[Pointing and labeling entries]
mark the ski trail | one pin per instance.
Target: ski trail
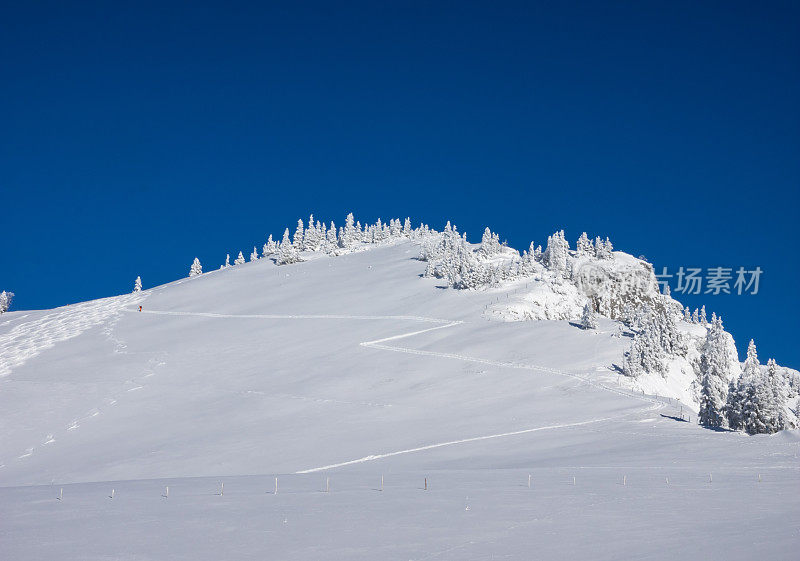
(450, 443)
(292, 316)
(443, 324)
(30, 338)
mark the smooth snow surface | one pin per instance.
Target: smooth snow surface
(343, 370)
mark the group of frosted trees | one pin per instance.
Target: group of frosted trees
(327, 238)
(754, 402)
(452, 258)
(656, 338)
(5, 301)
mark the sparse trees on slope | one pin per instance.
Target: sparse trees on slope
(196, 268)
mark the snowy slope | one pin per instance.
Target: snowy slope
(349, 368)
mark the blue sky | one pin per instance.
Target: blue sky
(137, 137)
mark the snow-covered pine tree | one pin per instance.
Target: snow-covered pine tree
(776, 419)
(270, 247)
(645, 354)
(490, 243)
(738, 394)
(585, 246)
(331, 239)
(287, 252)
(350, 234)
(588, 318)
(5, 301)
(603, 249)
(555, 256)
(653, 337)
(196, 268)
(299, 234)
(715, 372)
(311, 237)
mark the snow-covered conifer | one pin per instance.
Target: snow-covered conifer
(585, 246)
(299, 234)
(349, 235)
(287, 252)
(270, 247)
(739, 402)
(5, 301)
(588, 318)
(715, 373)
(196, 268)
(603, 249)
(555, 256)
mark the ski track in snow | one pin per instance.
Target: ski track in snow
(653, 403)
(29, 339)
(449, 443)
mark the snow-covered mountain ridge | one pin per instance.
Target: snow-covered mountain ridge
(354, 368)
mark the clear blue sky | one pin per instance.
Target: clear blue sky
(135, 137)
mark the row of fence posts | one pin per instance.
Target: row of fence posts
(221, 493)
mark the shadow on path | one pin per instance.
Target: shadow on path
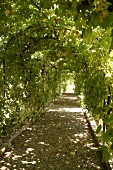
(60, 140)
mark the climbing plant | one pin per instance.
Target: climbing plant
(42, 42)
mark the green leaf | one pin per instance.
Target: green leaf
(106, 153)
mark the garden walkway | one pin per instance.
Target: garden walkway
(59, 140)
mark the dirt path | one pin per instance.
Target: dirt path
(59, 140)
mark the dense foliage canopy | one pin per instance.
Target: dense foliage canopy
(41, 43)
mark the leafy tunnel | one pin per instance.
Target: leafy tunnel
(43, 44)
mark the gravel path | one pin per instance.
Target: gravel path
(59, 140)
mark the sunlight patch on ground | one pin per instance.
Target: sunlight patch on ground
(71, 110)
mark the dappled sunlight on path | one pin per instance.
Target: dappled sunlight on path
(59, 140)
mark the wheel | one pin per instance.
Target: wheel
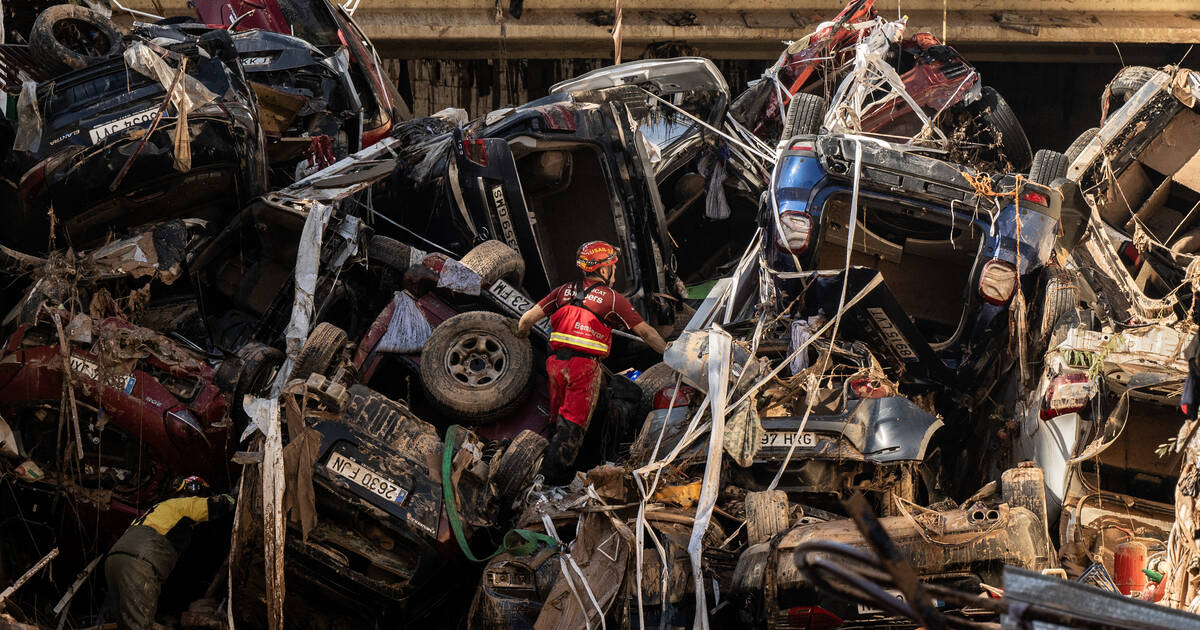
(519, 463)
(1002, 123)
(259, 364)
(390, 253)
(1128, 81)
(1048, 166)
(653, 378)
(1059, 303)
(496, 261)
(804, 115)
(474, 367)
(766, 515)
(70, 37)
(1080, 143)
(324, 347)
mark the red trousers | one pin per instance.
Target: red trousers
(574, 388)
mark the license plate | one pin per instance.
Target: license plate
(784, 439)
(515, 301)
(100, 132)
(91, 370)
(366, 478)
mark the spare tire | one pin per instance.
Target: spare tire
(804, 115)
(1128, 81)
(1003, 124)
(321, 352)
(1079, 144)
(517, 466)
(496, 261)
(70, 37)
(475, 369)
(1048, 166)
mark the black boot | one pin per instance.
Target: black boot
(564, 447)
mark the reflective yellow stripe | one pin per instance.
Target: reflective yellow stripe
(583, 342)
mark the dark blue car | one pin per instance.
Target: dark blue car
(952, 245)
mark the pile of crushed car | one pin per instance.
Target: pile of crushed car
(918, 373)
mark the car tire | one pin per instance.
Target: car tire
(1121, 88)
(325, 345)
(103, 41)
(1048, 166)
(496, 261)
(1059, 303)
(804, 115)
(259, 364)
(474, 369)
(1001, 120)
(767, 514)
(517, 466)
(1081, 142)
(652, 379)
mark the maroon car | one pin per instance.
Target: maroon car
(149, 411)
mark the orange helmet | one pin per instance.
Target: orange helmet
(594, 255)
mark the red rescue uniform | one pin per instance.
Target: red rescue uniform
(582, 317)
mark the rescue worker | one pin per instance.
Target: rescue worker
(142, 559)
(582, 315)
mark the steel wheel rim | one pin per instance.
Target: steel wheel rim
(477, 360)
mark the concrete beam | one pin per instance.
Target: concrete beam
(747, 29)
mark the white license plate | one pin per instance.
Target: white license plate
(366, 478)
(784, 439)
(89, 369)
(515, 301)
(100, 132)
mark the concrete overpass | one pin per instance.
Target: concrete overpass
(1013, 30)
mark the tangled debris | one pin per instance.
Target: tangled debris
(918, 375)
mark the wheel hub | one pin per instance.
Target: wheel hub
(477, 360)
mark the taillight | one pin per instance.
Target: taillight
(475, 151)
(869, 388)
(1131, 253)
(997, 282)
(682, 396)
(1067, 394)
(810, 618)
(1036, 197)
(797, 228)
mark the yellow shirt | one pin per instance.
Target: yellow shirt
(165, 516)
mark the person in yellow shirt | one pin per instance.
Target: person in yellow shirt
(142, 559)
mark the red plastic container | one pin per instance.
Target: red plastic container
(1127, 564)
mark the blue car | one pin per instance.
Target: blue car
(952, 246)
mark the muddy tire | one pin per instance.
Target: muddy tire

PROBLEM STATEMENT ▸ Rewrite the material above, changing every instance of "one pin per instance" to "one pin per object" and keeping everything else unchanged. Omit the pictures from your answer.

SOLUTION FOR THIS TASK ▸
mark the ski trail | one pin per object.
Target: ski trail
(450, 443)
(292, 316)
(443, 324)
(30, 338)
mark the smooth snow surface | one pin per object.
Target: smooth snow surface
(343, 370)
mark the group of frosted trees | one pin per object.
Target: group of frosted trees
(327, 238)
(754, 402)
(452, 258)
(656, 338)
(5, 301)
mark the sparse trees on slope | one pin per object.
Target: sparse trees on slope
(196, 268)
mark the snowy slope | one pin per object.
Target: snowy slope
(349, 368)
mark the blue sky | one pin per object.
Target: blue sky
(137, 137)
mark the snow-covered pine tree | one pin per object.
Target: snow-covered pine tree
(776, 419)
(270, 247)
(645, 354)
(490, 243)
(738, 394)
(585, 246)
(331, 239)
(287, 252)
(350, 234)
(588, 318)
(5, 301)
(603, 249)
(555, 256)
(653, 337)
(196, 268)
(299, 234)
(715, 372)
(311, 237)
mark the snow-covered conifer | one pin per object.
Target: snow-covered conifer
(585, 246)
(299, 234)
(349, 235)
(287, 252)
(270, 247)
(739, 402)
(5, 301)
(588, 318)
(715, 373)
(196, 268)
(603, 249)
(555, 256)
mark the ski track in snow | one pin per object.
Target: ski track in snow
(653, 403)
(29, 339)
(449, 443)
mark the snow-covered mountain ridge | one pin per object.
Target: snow-covered mountain ridge
(354, 368)
mark the clear blue sky | one pin per object.
Target: clear blue sky
(135, 137)
mark the row of fence posts | one pin per object.
Target: row of fence posts
(221, 493)
mark the shadow on path | one pin per object.
Target: shadow on path
(60, 140)
mark the climbing plant | one pin per object.
Target: climbing plant
(42, 42)
mark the green leaf | one pin per object.
Target: green leaf
(106, 153)
mark the garden walkway | one pin per object.
Target: garden walkway
(59, 140)
mark the dirt path | one pin per object.
Target: dirt path
(59, 140)
mark the dense foliage canopy | one pin per object.
Target: dense foliage canopy
(41, 43)
mark the leafy tunnel | one pin per object.
Target: leafy tunnel
(43, 44)
mark the gravel path | one pin per object.
Target: gravel path
(59, 140)
mark the sunlight patch on ground | one pin per object.
Target: sunlight patch on ground
(71, 110)
mark the dappled sunlight on path | one pin per object.
Target: dappled sunlight on path
(59, 140)
mark the wheel | one pin per object.
Target: wheel
(519, 463)
(1002, 123)
(259, 364)
(390, 253)
(1128, 81)
(1048, 166)
(653, 378)
(1059, 303)
(496, 261)
(804, 115)
(474, 367)
(766, 515)
(70, 37)
(1080, 143)
(324, 347)
mark the red trousers | one pin per object.
Target: red trousers
(574, 388)
mark the license plate | one pin per object.
Target: license plate
(784, 439)
(515, 301)
(100, 132)
(91, 370)
(366, 478)
mark the spare tire | one pin per object.
Target: spare tire
(804, 115)
(1128, 81)
(1003, 124)
(321, 352)
(1079, 144)
(517, 466)
(496, 261)
(70, 37)
(475, 369)
(1048, 166)
mark the black boot | one pin per object.
Target: black boot
(564, 447)
mark the reflective yellow stripe | one pin per object.
Target: reflective yellow stripe
(583, 342)
mark the dark blue car | one pin per object.
Target: dark blue car
(952, 245)
mark the pile of crushed car | one pin per object.
Target: pile of crushed car
(918, 373)
mark the car tire | one pin per object.
Target: car tire
(1121, 88)
(325, 345)
(103, 41)
(1048, 166)
(496, 261)
(1059, 303)
(804, 115)
(259, 364)
(474, 369)
(1001, 120)
(767, 514)
(517, 466)
(1081, 142)
(652, 379)
mark the maroon car | one pin per object.
Target: maroon car
(149, 411)
mark the orange helmet | one pin per object.
Target: orange helmet
(594, 255)
mark the red rescue uniform | one pin per object.
Target: red rescue uniform
(582, 317)
mark the rescue worker | one pin per object.
Target: rescue worker
(142, 559)
(582, 315)
mark the steel wheel rim | one pin per object.
Target: steel wheel rim
(477, 360)
mark the concrete beam | one pin per object.
Target: concrete beam
(747, 29)
mark the white license plate | one pin per object.
Target: white license plate
(366, 478)
(784, 439)
(89, 369)
(515, 301)
(100, 132)
mark the concrete overpass | one pin per object.
Target: concrete overpass
(1013, 30)
mark the tangled debris | one pin per object.
Target: tangled debris
(918, 375)
mark the wheel hub | one pin per object.
Target: wheel hub
(477, 360)
mark the taillight | one pin per object.
Target: taillight
(475, 151)
(869, 388)
(1131, 253)
(997, 282)
(682, 396)
(1067, 394)
(810, 618)
(1036, 197)
(797, 228)
mark the yellow shirt | one pin per object.
Target: yellow shirt
(165, 516)
mark the person in yellow shirt | one pin per object.
Target: person in yellow shirt
(142, 559)
mark the red plastic container | one pin per object.
Target: red plastic container
(1127, 564)
mark the blue car | one pin per object.
Target: blue car
(952, 246)
mark the muddy tire | one pin per object.
Target: muddy tire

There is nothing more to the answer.